The final UCAS application deadline for courses beginning September 2019 is approaching. On the 15th January, Universities will have the job of reviewing candidates and offering places and interviews. Those that applied prior to October 15 2018 may have already had interviews and may have already been offered places! Not all university courses require that you attend interviews however the majority of healthcare related courses like to meet their candidates to assess their suitability for a course and physiotherapy is no exception! Being a successful physiotherapist requires a good academic profile but it’s not all about academics, your personal qualities are important too and are difficult to portray on paper. Thus an interview is your opportunity to show your prospective universities’ what you are all about. The idea of an interview may be daunting so we’ve compiled this list of tips to help you prepare.
Carefully read the interview information and correspondence from the university.
At the time of inviting you to interview you will be given details on location, what is expected of you, what you need to bring and interview format. Some universities run a panel style interview; where you will be sat in front members of the course team and asked set questions, others may run a panel interview and then a group interview to assess how you work in a team, and some, such as Cardiff University, will run something called ‘Mini Multiple Interviews’ (MMIs) where you will rotate around a number of stations with a mixture of questions to answer and tasks to perform. Knowing what to expect will mean no surprises on the day. Remember that if you have any questions prior to your interview to contact that universities’ admissions team to help you.

REQUIRED TASK 1:
According to the interview-tips text, which university runs Mini Multiple Interviews?
The text and the records are unrelated pieces of material.

Object pointing dataset rows:

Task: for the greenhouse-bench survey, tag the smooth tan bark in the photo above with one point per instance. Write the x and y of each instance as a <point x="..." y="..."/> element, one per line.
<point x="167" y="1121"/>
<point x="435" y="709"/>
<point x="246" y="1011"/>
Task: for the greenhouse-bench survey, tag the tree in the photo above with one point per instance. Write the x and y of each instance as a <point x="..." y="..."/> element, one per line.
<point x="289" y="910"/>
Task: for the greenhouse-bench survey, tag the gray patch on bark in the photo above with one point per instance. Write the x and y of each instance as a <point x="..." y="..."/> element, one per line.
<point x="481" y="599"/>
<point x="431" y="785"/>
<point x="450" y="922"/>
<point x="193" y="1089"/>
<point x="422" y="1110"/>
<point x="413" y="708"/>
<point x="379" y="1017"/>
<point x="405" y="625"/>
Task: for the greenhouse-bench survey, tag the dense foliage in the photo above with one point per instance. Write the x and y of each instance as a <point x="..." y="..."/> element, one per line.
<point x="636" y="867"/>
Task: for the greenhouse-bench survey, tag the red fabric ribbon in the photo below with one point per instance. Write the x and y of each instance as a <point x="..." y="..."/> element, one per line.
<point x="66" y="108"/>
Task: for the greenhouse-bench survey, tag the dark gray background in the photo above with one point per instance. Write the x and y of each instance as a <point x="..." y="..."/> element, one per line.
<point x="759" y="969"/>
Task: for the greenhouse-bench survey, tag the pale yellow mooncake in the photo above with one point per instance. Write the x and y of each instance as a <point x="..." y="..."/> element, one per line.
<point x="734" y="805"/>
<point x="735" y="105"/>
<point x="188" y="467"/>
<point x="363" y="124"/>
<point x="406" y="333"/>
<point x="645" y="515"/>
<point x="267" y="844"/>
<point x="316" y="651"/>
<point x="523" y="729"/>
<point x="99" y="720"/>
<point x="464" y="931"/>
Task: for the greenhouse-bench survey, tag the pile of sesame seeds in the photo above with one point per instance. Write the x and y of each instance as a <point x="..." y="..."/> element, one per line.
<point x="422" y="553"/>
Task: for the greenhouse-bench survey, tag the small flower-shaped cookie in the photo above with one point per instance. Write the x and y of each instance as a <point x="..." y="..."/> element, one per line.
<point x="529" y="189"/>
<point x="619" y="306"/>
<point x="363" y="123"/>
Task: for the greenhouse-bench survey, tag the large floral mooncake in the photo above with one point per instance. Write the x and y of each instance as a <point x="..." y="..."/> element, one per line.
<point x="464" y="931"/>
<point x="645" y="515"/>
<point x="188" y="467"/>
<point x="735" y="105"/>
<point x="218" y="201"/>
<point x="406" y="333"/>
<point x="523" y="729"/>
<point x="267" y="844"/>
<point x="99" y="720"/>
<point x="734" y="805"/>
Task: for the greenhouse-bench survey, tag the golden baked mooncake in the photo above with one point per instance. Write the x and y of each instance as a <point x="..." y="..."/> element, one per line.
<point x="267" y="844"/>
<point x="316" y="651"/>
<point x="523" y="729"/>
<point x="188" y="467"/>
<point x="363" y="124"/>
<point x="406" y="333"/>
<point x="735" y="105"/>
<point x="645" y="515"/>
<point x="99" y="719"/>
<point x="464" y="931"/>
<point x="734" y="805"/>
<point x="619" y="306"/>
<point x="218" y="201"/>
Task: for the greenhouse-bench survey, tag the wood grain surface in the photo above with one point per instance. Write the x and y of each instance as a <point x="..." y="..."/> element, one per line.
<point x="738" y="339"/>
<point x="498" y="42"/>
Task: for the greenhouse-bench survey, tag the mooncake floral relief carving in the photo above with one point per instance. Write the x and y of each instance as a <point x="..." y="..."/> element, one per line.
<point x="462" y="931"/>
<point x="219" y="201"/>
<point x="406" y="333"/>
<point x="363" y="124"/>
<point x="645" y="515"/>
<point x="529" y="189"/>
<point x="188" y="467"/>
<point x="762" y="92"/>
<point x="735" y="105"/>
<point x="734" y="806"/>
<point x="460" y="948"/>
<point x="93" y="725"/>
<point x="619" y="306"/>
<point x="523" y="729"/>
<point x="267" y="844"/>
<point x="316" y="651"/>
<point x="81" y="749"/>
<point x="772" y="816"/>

REQUIRED TASK 2:
List every line of the records that contains the string "floral", matching case exactly.

CORRECT ANSWER 1:
Cardiff University

CORRECT ANSWER 2:
Task: for the greenhouse-bench survey, tag the large floral mooncake in the photo above with one point per instance. Write the x and y of each instance as a <point x="..." y="..."/> element, one per line.
Task: for the greenhouse-bench survey, tag the mooncake floral relief carving in the photo above with one point per instance. Write the x and y of each instance as a <point x="..." y="..."/> element, one per line.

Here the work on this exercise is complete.